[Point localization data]

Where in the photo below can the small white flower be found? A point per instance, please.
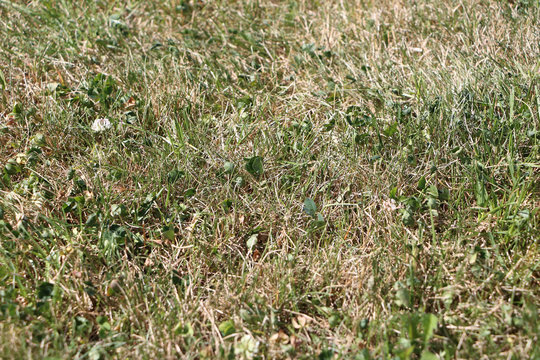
(101, 124)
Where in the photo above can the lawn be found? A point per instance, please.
(260, 179)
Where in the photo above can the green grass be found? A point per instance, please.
(282, 179)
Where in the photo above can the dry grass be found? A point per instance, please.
(412, 126)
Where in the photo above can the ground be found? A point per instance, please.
(269, 179)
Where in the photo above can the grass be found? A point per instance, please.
(282, 179)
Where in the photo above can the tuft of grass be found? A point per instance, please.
(286, 179)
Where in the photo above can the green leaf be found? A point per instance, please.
(429, 323)
(189, 193)
(444, 194)
(421, 183)
(184, 329)
(226, 205)
(118, 210)
(168, 232)
(254, 165)
(252, 241)
(228, 167)
(227, 328)
(174, 175)
(2, 80)
(45, 290)
(432, 191)
(426, 355)
(393, 193)
(310, 207)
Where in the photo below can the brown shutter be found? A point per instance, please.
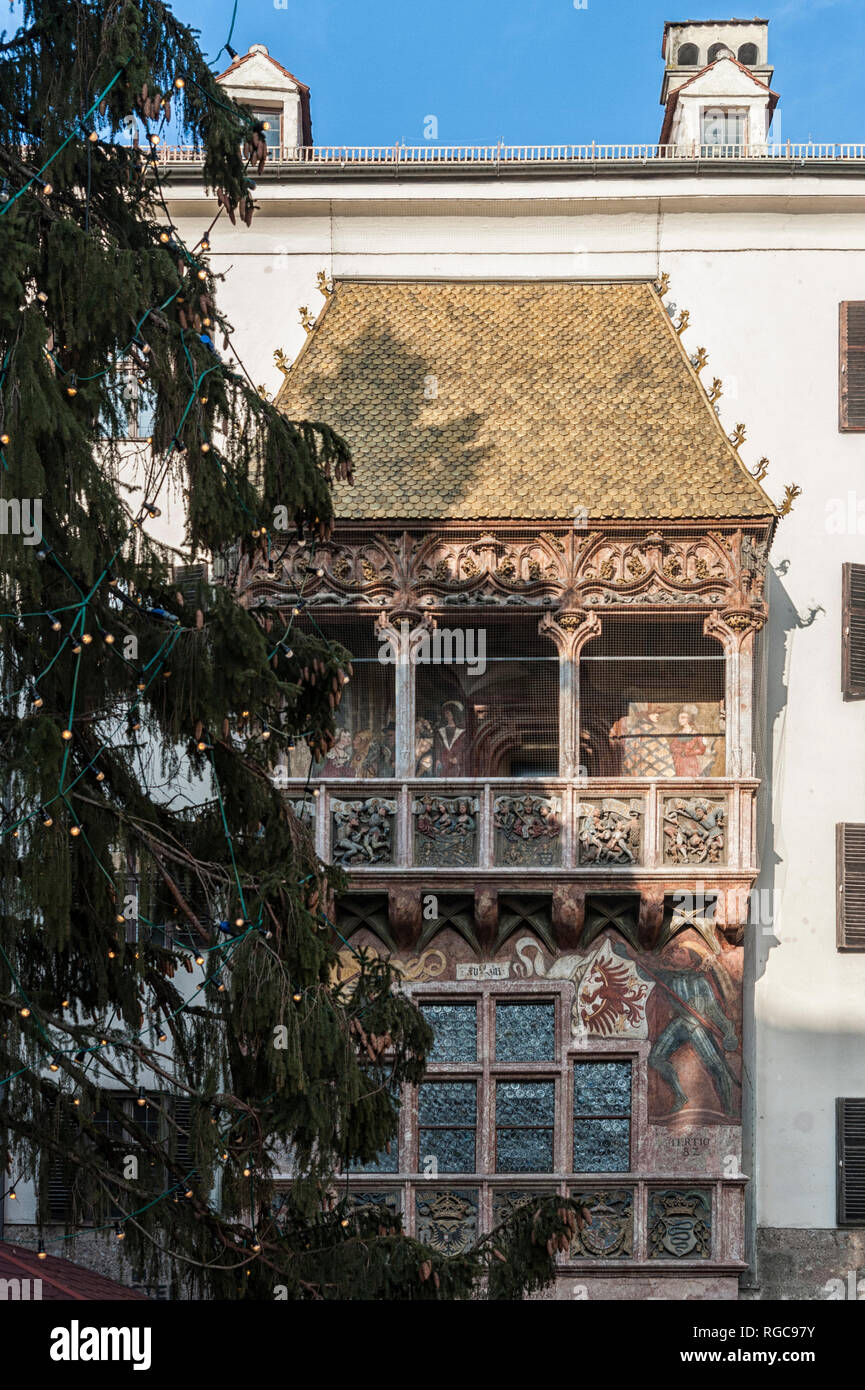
(850, 870)
(853, 631)
(850, 1127)
(853, 366)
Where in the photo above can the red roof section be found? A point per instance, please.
(61, 1280)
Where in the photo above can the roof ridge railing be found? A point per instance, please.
(491, 156)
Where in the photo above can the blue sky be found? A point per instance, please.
(529, 71)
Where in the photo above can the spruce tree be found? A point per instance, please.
(141, 720)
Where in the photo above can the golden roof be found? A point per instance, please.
(495, 401)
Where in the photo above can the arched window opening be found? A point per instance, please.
(652, 701)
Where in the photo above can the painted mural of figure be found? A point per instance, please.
(689, 748)
(451, 741)
(338, 761)
(645, 749)
(423, 748)
(698, 1020)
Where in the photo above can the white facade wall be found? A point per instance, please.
(761, 262)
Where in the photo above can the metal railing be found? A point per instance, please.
(492, 156)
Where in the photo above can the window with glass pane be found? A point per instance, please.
(273, 136)
(366, 717)
(447, 1119)
(652, 701)
(723, 129)
(602, 1118)
(524, 1032)
(524, 1116)
(455, 1026)
(487, 702)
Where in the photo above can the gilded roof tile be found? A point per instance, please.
(492, 401)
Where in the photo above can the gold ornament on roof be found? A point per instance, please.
(739, 435)
(791, 492)
(762, 467)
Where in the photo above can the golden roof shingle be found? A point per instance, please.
(494, 401)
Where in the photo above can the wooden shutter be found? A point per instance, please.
(850, 870)
(853, 631)
(850, 1129)
(851, 366)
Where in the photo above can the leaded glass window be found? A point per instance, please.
(524, 1032)
(455, 1029)
(447, 1119)
(602, 1109)
(524, 1116)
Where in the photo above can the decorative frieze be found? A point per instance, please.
(609, 831)
(363, 831)
(680, 1223)
(447, 1221)
(608, 1223)
(527, 831)
(445, 831)
(694, 830)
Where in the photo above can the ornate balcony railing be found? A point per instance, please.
(531, 156)
(600, 827)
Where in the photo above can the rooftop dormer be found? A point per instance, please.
(271, 93)
(716, 91)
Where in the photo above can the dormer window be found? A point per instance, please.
(723, 129)
(689, 56)
(273, 118)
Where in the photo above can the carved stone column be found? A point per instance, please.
(401, 637)
(736, 628)
(568, 913)
(569, 631)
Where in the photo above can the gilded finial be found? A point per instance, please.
(762, 467)
(739, 435)
(281, 360)
(791, 492)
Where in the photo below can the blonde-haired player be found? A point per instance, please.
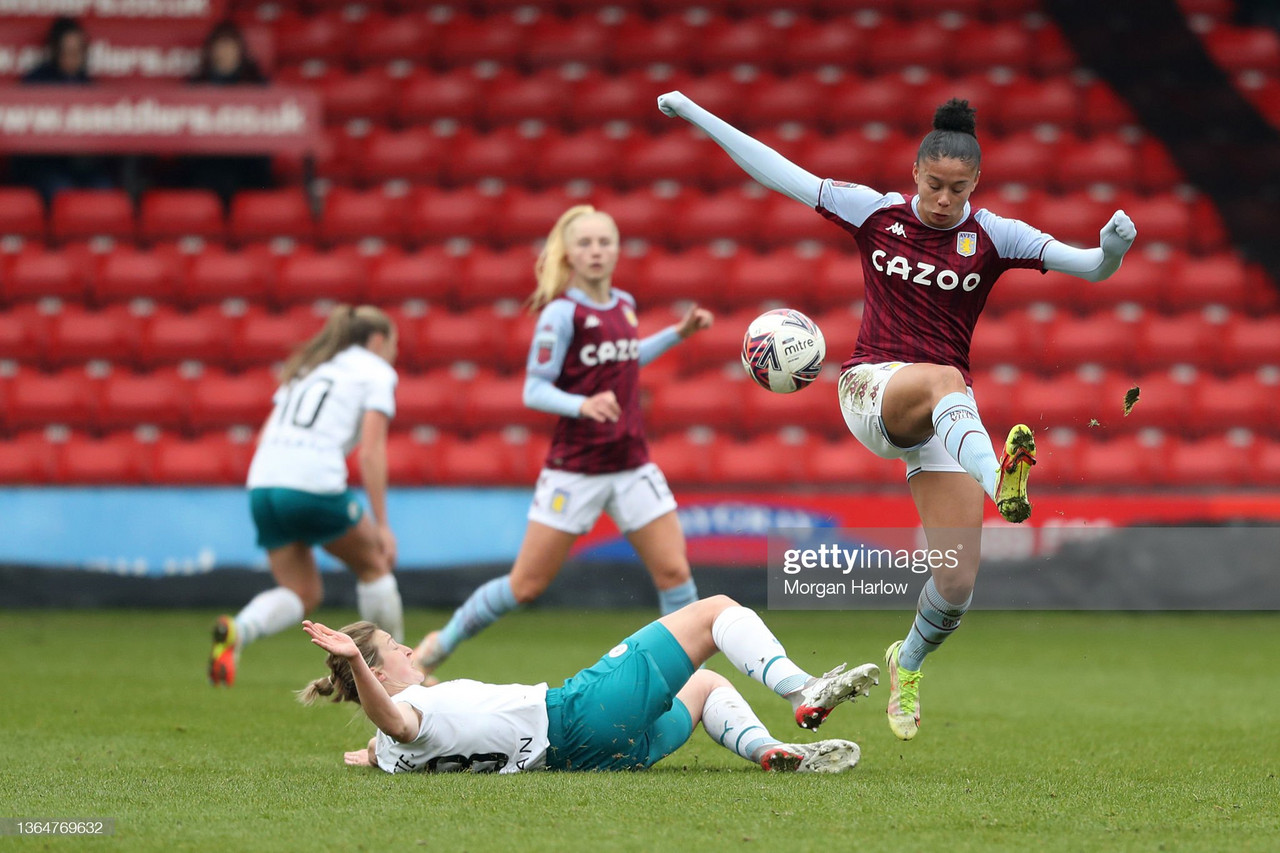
(584, 365)
(337, 392)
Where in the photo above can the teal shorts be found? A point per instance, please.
(284, 516)
(622, 714)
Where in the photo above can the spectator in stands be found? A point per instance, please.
(584, 365)
(65, 64)
(929, 263)
(224, 60)
(629, 711)
(337, 392)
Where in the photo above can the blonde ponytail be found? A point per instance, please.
(347, 324)
(552, 269)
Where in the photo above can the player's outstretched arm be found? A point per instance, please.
(1095, 264)
(757, 159)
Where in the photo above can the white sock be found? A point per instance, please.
(757, 653)
(730, 721)
(379, 602)
(269, 612)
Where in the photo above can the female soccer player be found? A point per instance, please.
(929, 264)
(337, 391)
(632, 708)
(584, 365)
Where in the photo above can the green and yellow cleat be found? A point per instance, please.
(904, 696)
(1016, 464)
(223, 657)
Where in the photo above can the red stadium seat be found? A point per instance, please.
(264, 214)
(77, 334)
(668, 277)
(220, 274)
(305, 37)
(589, 155)
(1180, 338)
(492, 460)
(429, 274)
(437, 215)
(35, 273)
(352, 215)
(369, 95)
(307, 276)
(228, 400)
(478, 336)
(118, 459)
(22, 213)
(172, 214)
(494, 404)
(1242, 400)
(452, 95)
(763, 460)
(579, 39)
(506, 154)
(419, 155)
(383, 39)
(37, 400)
(263, 338)
(465, 40)
(1104, 159)
(1253, 342)
(1239, 49)
(496, 274)
(170, 337)
(81, 214)
(433, 398)
(731, 214)
(27, 459)
(211, 459)
(784, 276)
(812, 42)
(1101, 338)
(708, 400)
(132, 398)
(511, 97)
(128, 273)
(528, 217)
(23, 334)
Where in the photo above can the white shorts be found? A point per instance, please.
(862, 397)
(571, 502)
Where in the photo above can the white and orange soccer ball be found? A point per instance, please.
(784, 350)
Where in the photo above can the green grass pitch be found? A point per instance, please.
(1055, 731)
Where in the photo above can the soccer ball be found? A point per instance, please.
(784, 350)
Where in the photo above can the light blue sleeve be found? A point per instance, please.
(552, 340)
(657, 343)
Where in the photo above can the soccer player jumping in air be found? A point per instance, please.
(929, 263)
(629, 711)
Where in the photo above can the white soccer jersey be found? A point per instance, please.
(471, 725)
(316, 422)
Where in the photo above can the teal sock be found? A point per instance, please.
(672, 600)
(936, 619)
(958, 425)
(478, 612)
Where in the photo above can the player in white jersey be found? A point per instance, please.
(337, 393)
(928, 263)
(632, 708)
(584, 365)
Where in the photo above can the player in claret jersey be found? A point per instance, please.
(929, 263)
(584, 365)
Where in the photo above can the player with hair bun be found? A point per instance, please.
(584, 365)
(929, 264)
(337, 392)
(629, 711)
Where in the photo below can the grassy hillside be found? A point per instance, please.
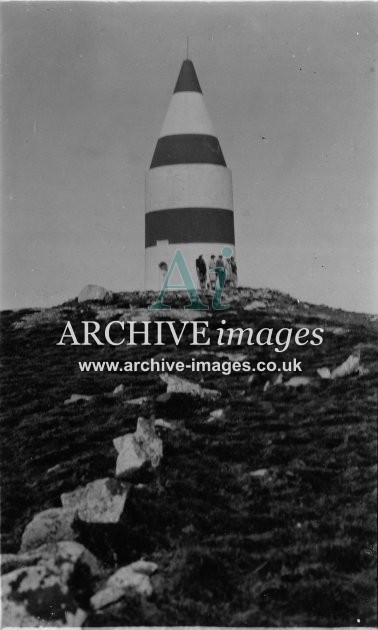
(293, 544)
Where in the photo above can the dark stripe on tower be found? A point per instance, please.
(187, 148)
(190, 225)
(187, 80)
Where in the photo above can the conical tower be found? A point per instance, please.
(189, 203)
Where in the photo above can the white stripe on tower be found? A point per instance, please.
(189, 203)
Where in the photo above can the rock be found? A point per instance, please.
(137, 401)
(298, 381)
(43, 594)
(54, 469)
(50, 525)
(139, 449)
(177, 385)
(260, 473)
(349, 367)
(324, 372)
(362, 370)
(134, 577)
(118, 390)
(76, 398)
(255, 305)
(233, 356)
(217, 414)
(144, 566)
(94, 292)
(163, 424)
(100, 501)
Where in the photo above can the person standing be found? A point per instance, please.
(234, 272)
(212, 274)
(201, 272)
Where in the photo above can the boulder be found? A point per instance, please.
(163, 424)
(43, 594)
(349, 367)
(139, 449)
(94, 292)
(324, 372)
(50, 525)
(255, 305)
(100, 501)
(298, 381)
(76, 398)
(137, 401)
(118, 390)
(177, 385)
(134, 577)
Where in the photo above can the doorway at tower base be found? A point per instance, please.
(160, 256)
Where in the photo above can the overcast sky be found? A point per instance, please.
(291, 89)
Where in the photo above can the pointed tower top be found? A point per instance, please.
(187, 80)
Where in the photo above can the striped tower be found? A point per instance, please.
(189, 203)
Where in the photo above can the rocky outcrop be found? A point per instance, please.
(134, 577)
(44, 593)
(48, 526)
(100, 501)
(138, 450)
(177, 385)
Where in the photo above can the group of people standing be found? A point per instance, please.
(208, 271)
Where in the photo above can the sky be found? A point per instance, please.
(291, 89)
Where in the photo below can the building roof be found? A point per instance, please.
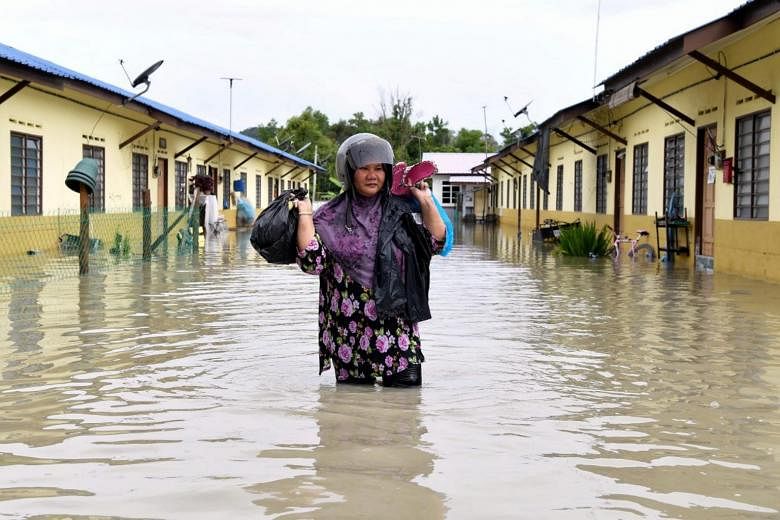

EXERCISE GOAL
Once the pictures are set aside, repeat the data above exactly as written.

RESPONSE BOX
Where in the photo below can the small white flower be found? A point per instance, please.
(101, 124)
Where in the photo above can the lawn be found? A point per instance, please.
(260, 179)
Where in the photo above can the green grass be found? A point per instance, please.
(282, 179)
Where in the photo above can the dry grass be found? A point per instance, please.
(412, 126)
Where in the photo above can the ground be found? A point per instance, please.
(269, 179)
Where in the photo above can the grass be found? A point per instance, please.
(282, 179)
Where in the photo above can the tuft of grass be found? A point per instance, please.
(286, 179)
Where in the photo above can the green leaf be found? A point per instance, please.
(429, 323)
(189, 193)
(444, 194)
(421, 183)
(184, 329)
(226, 205)
(118, 210)
(168, 232)
(254, 165)
(252, 241)
(228, 167)
(227, 328)
(174, 175)
(2, 80)
(45, 290)
(432, 191)
(426, 355)
(393, 193)
(310, 207)
Where in the photo below can the brown shutter be found? A point per instance, please.
(850, 870)
(853, 631)
(850, 1127)
(853, 366)
Where in the photo above can the red roof section be found? A point per instance, please.
(61, 1280)
Where in the photo above can the roof ridge railing be found? A point per instance, please.
(491, 156)
Where in the photo above can the blue sky be found? A point per instance, please.
(529, 71)
Where in the photo above can the spruce tree be found? A point per instance, please.
(141, 720)
Where in the photo above can the golden roof be found? A point per instance, please.
(495, 401)
Where in the photo above can the arched window opening be found? A point per instance, please.
(652, 701)
Where in the photo above can the painted mural of figure be found? A point per instance, please.
(689, 748)
(451, 741)
(338, 761)
(645, 749)
(423, 748)
(698, 1020)
Where in the photo above can the white facade wall be found? A point per instance, please.
(761, 262)
Where in the photo above can the metal railing be found? A point per instance, please.
(492, 156)
Where in the photo above can the window with glass pane be found? A point per instance, please.
(273, 136)
(366, 717)
(447, 1119)
(652, 701)
(723, 129)
(602, 1118)
(524, 1032)
(524, 1116)
(455, 1026)
(487, 702)
Where in the photo above can the gilded roof tile be found? A point per instance, please.
(492, 401)
Where in the photo above can the gold ornament on roof be found? A point per instance, please.
(739, 435)
(791, 492)
(762, 467)
Where in the photo above can the golden roof shingle be found? A point per instance, please.
(494, 401)
Where in the photo above can the wooden shutter be found? A point per instance, please.
(850, 870)
(853, 631)
(850, 1129)
(851, 366)
Where in the photo above can the leaded glass window be found? A point per instance, please.
(524, 1032)
(455, 1029)
(447, 1119)
(602, 1109)
(524, 1116)
Where in the photo above can the decorative frieze be found? A point per instance, please.
(609, 831)
(363, 831)
(680, 1223)
(447, 1221)
(608, 1223)
(527, 831)
(445, 831)
(694, 830)
Where in the photo above can the ornate balcony railing be found? A point per instance, please.
(531, 156)
(600, 827)
Where in the photo above can the rooftop dormer be found? A point per instance, please.
(271, 93)
(716, 91)
Where in the photo above can the dormer window be found? A point per instance, please.
(723, 129)
(689, 56)
(273, 118)
Where in the photo above can the carved stone column be found? A point per instance, please.
(401, 637)
(736, 628)
(568, 913)
(569, 631)
Where in the photo above can the gilded finial be found? A point per instance, please.
(762, 467)
(739, 435)
(281, 360)
(791, 492)
Where in the photo below can the blonde-haired player be found? A point per instance, please.
(584, 365)
(337, 392)
Where in the photo above can the teal shorts be found? A point per instance, please.
(284, 516)
(622, 714)
Where in the photo above can the spectator in stands be found? A point per instance, please.
(584, 365)
(65, 64)
(929, 263)
(224, 60)
(629, 711)
(337, 392)
Where in the photo above can the blonde ponytail be found? A point per instance, please.
(347, 324)
(552, 269)
Where in the photo above can the player's outstretched arm be found? A point per instance, please.
(1095, 264)
(757, 159)
Where in the photo above can the white sock be found? A point per instance, please.
(757, 653)
(730, 721)
(379, 602)
(269, 612)
Where in the photo above can the female soccer player be found? A point per instance, please.
(929, 264)
(337, 391)
(632, 708)
(584, 365)
Where in the photo above can the green and yellow cleat be found? A point per instance, please.
(904, 696)
(1016, 464)
(223, 657)
Where in the photo above can the red stadium seat be found? A point per instance, please.
(264, 214)
(77, 334)
(668, 277)
(220, 274)
(305, 37)
(589, 155)
(1180, 338)
(492, 460)
(429, 274)
(437, 215)
(35, 273)
(352, 215)
(369, 95)
(307, 276)
(228, 400)
(478, 336)
(118, 459)
(22, 213)
(172, 214)
(494, 404)
(1242, 400)
(452, 95)
(763, 460)
(579, 39)
(506, 154)
(419, 155)
(383, 39)
(37, 400)
(263, 338)
(465, 40)
(1104, 159)
(1253, 342)
(1239, 49)
(496, 274)
(170, 337)
(81, 214)
(433, 398)
(731, 214)
(27, 459)
(211, 459)
(784, 276)
(812, 42)
(1101, 338)
(708, 400)
(132, 398)
(511, 97)
(128, 273)
(528, 217)
(23, 334)
Where in the photo above can the white shorts be found? A point per instance, please.
(862, 397)
(571, 502)
Where in the photo above can the white and orange soccer ball be found? A point per instance, please.
(784, 350)
Where in the photo above can the green grass pitch be found? A point per instance, please.
(1055, 731)
Where in the photo above can the soccer ball be found? A point per instance, please.
(784, 350)
Where in the photo above can the light blue sleeve be found? A point per instance, please.
(552, 340)
(657, 343)
Where in the photo above can the soccer player jumping in air be found? A point per instance, please.
(929, 263)
(629, 711)
Where in the photo above can the white soccer jersey be found? A point per instance, please.
(471, 725)
(316, 422)
Where in the photo above can the teal sock be found? A point per instance, please.
(672, 600)
(936, 619)
(958, 425)
(478, 612)
Where in the photo above can the player in white jersey be found? A point per instance, please.
(337, 393)
(928, 263)
(632, 708)
(584, 365)
Where in the photo above can the player in claret jersey be found? A point per instance, please.
(929, 263)
(584, 365)
Where in the photo above can the player with hair bun be found? A point per instance, please.
(584, 365)
(929, 264)
(337, 392)
(629, 711)
Where in the photo below can the grassy hillside be found? A point per instance, please.
(293, 544)
Where in the photo above can the dark stripe on tower be found? A point per instance, please.
(187, 148)
(190, 225)
(187, 80)
Where in the photo above can the conical tower be found? A point per instance, please.
(189, 203)
Where in the photo above can the white stripe on tower be found? A point per instance, please.
(189, 203)
Where in the photo above can the rock be found? A point per instance, please.
(137, 401)
(298, 381)
(43, 594)
(54, 469)
(50, 525)
(139, 449)
(177, 385)
(260, 473)
(349, 367)
(324, 372)
(362, 370)
(134, 577)
(118, 390)
(76, 398)
(255, 305)
(233, 356)
(217, 414)
(144, 566)
(94, 292)
(163, 424)
(100, 501)
Where in the photo above can the person standing be found? A point per instance, please.
(234, 272)
(212, 274)
(201, 272)
Where in the photo above can the boulder be found? A point per instance, please.
(163, 424)
(43, 594)
(349, 367)
(139, 449)
(94, 292)
(324, 372)
(50, 525)
(255, 305)
(100, 501)
(298, 381)
(76, 398)
(137, 401)
(118, 390)
(177, 385)
(134, 577)
Where in the photo above can the doorway at tower base be found? A point per instance, please.
(160, 256)
Where in the photo above can the overcast sky be found? A point per instance, please.
(291, 89)
Where in the photo above can the pointed tower top be found? A point per instance, please.
(187, 80)
Where in the photo above can the striped tower be found? A point per instance, please.
(189, 203)
Where in the photo above can the rocky outcrop be found? A point per instance, please.
(134, 577)
(44, 593)
(48, 526)
(100, 501)
(138, 450)
(177, 385)
Where in the photo above can the group of people standing be found? A point per instance, please.
(208, 271)
Where in the photo above can the sky be found? A point per instance, please.
(291, 89)
Where in the photo below can the building roof be found? A point per instance, please.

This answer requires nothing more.